-- Begin Data shown --
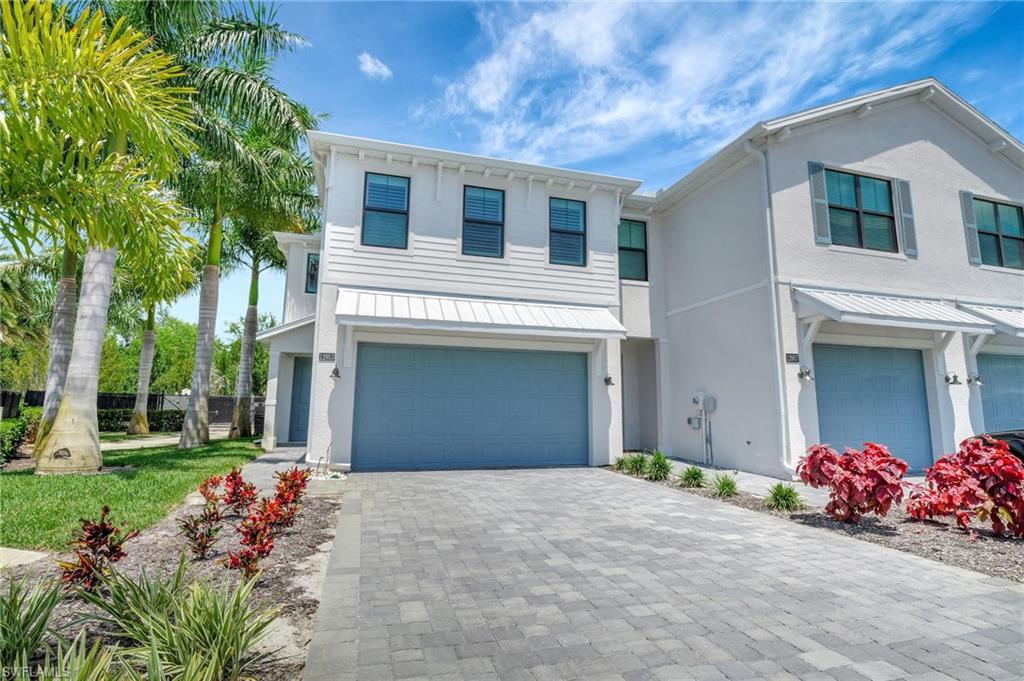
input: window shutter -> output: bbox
[896,179,918,258]
[961,190,981,265]
[807,161,831,246]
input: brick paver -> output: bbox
[305,469,1024,681]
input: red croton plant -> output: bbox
[906,437,1024,537]
[797,442,906,522]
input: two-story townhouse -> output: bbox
[260,79,1024,477]
[260,132,640,470]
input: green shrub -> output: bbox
[625,452,647,475]
[0,417,28,463]
[0,577,60,663]
[647,452,672,482]
[765,482,804,511]
[711,473,739,499]
[96,409,185,433]
[679,466,703,487]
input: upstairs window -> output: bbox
[306,253,319,293]
[548,199,587,267]
[618,220,647,282]
[362,173,409,249]
[825,169,897,253]
[974,199,1024,269]
[462,186,505,258]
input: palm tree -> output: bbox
[0,0,190,473]
[226,147,318,437]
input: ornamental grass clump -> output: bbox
[711,473,739,499]
[765,482,804,511]
[797,442,907,523]
[679,466,705,488]
[647,451,672,482]
[0,577,60,663]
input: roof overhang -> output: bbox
[335,289,626,339]
[959,303,1024,338]
[794,288,995,334]
[256,314,316,343]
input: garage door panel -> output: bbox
-- End Data shown --
§ **What you have to do**
Lay out the data from the line containing "input: brick paver -> output: bbox" through the final line, both included, as a Markdown table with the columns Row and Data line. Leave out any blank lines.

§ **Answer to this exercise**
| Row | Data line |
|---|---|
| 1 | input: brick paver -> output: bbox |
| 2 | [305,469,1024,681] |
| 3 | input: red croton plant -> output: bbox |
| 4 | [906,437,1024,537] |
| 5 | [797,442,906,522] |
| 6 | input: two-story townhouse -> output: bbox |
| 7 | [260,79,1024,477] |
| 8 | [260,132,640,470] |
| 9 | input: green shrub -> output: bbox |
| 10 | [625,452,647,475] |
| 11 | [0,417,28,463] |
| 12 | [0,577,60,663] |
| 13 | [647,452,672,482] |
| 14 | [765,482,804,511] |
| 15 | [711,473,739,499] |
| 16 | [96,409,185,433] |
| 17 | [679,466,703,487] |
| 18 | input: upstairs window -> output: bbox |
| 19 | [306,253,319,293] |
| 20 | [548,199,587,267] |
| 21 | [618,220,647,282] |
| 22 | [362,173,409,249] |
| 23 | [825,169,897,253] |
| 24 | [974,199,1024,269] |
| 25 | [462,186,505,258] |
| 26 | input: palm tree -> output: bbox |
| 27 | [0,0,190,473] |
| 28 | [226,147,318,437] |
| 29 | input: ornamental grass clump -> output: bbox |
| 30 | [711,473,739,499] |
| 31 | [765,482,804,511] |
| 32 | [797,442,907,523] |
| 33 | [679,466,705,488] |
| 34 | [647,451,672,482] |
| 35 | [0,577,60,663] |
| 36 | input: roof overhang -> output: bbox |
| 37 | [335,289,626,339] |
| 38 | [959,303,1024,338] |
| 39 | [794,288,995,334] |
| 40 | [256,314,316,343] |
| 41 | input: garage door panel -> output: bbox |